## Listed entries
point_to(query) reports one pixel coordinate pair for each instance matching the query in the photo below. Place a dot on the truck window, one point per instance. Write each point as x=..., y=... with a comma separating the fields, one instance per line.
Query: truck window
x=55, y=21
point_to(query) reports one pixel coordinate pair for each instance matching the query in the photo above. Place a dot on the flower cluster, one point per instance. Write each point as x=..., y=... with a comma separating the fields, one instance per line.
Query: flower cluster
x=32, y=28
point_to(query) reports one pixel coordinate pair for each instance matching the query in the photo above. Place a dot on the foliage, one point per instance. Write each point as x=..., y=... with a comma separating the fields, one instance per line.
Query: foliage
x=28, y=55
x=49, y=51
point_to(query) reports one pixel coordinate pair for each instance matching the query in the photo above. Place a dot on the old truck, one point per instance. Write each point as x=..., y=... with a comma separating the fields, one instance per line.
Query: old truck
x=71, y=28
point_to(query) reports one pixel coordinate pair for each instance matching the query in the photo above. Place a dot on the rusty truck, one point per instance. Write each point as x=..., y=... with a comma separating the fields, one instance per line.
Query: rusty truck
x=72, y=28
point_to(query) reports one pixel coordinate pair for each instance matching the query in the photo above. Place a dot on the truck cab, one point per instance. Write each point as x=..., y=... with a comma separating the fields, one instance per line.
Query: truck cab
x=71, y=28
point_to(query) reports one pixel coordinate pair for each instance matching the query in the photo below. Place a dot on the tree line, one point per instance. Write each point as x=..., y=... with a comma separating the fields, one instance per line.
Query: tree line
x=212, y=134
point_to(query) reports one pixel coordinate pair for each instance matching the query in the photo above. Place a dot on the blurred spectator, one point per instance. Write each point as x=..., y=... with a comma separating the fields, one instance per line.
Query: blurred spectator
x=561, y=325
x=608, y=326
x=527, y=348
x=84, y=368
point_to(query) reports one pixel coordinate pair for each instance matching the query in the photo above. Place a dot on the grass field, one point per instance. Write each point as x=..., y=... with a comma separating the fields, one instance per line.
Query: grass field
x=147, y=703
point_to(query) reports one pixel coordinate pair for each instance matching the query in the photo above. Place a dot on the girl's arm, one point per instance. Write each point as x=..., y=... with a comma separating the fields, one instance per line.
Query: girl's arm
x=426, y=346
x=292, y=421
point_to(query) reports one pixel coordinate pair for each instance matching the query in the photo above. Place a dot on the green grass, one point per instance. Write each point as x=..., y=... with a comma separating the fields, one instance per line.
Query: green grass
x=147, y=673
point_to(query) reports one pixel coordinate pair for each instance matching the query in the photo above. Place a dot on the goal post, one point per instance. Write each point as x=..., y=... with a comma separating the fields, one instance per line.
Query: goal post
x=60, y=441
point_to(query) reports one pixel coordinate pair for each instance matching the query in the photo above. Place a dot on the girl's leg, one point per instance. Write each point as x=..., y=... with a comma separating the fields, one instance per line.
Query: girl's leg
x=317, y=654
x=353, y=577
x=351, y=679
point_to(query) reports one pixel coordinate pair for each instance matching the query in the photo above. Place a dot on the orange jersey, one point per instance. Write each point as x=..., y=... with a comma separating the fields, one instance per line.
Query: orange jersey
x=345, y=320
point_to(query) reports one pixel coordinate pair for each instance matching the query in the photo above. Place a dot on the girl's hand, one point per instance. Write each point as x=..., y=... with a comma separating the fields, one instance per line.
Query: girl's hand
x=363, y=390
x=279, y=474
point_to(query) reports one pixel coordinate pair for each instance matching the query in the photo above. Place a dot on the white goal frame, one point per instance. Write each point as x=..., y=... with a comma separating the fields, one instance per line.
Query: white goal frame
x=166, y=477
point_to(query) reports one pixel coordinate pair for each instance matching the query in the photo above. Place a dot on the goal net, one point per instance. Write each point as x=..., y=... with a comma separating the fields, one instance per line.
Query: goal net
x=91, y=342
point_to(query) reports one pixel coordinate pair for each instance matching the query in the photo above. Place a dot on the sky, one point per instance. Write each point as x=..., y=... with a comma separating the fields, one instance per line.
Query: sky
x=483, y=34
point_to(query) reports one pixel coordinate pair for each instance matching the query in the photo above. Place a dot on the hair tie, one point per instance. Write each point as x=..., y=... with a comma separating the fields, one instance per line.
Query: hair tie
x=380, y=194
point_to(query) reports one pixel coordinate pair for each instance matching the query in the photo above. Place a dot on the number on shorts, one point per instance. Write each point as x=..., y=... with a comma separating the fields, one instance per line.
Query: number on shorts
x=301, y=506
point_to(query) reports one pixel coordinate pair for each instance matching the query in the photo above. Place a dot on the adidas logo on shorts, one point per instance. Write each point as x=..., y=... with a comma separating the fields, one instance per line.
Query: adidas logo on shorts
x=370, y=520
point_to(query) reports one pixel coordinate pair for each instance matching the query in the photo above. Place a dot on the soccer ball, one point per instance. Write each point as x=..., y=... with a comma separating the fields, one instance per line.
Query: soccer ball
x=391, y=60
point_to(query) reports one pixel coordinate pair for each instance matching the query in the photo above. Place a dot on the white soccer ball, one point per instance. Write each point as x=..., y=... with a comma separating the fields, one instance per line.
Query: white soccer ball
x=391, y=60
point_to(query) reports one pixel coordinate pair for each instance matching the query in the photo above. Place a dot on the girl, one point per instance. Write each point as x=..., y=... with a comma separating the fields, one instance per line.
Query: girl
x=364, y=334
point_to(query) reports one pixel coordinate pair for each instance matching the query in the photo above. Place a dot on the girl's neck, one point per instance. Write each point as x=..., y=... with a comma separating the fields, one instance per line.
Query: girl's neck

## Instructions for the task
Find the string "neck" in the material above. Then copy each line that has it.

## Result below
point_to(query) reports one pixel coordinate pair for each instance matching the query in the photo above. Place a dot on the girl's neck, one point per instance. Write each point as x=..., y=... with a comma separating the fields, one instance per line.
Query: girl's neck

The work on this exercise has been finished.